- Work required
Output every line of the listing below verbatim, with the pictures omitted.

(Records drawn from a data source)
* START *

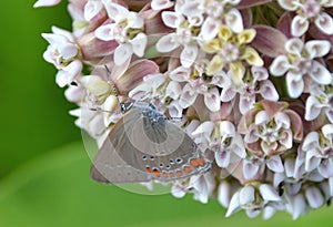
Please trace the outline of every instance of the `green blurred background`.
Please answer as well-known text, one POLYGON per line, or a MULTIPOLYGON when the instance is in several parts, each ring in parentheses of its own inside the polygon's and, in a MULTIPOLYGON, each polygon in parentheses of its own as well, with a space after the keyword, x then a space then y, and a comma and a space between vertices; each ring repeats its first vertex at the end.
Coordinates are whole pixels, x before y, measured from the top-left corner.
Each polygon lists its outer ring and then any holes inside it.
POLYGON ((48 43, 40 33, 53 24, 71 28, 67 1, 43 9, 33 3, 2 1, 0 14, 0 227, 332 226, 326 207, 297 221, 284 213, 268 221, 243 213, 226 219, 215 200, 202 205, 191 195, 144 196, 92 182, 81 132, 68 114, 74 105, 42 59, 48 43))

* END *

- Answer to the exercise
Please trace the outline of every instance of the `green blurred background`.
Please answer as well-known text, one POLYGON per line, or a MULTIPOLYGON when the instance is in several parts, each ring in parentheses of its own inside the polygon's and, in a MULTIPOLYGON, each polygon in parentheses of its own as well, with a space after the keyword, x then a space then y, and a comma and a space between vertices; each ring repeats its first vertex at the end.
Coordinates are whole pixels, x before y, measured from the top-left corner.
Each polygon lists its outer ring and then any holes inside it.
POLYGON ((48 43, 40 33, 53 24, 71 28, 67 1, 43 9, 33 3, 2 1, 0 14, 0 227, 332 226, 326 207, 297 221, 284 213, 268 221, 243 213, 226 219, 215 200, 202 205, 191 195, 144 196, 92 182, 81 132, 68 114, 74 105, 42 59, 48 43))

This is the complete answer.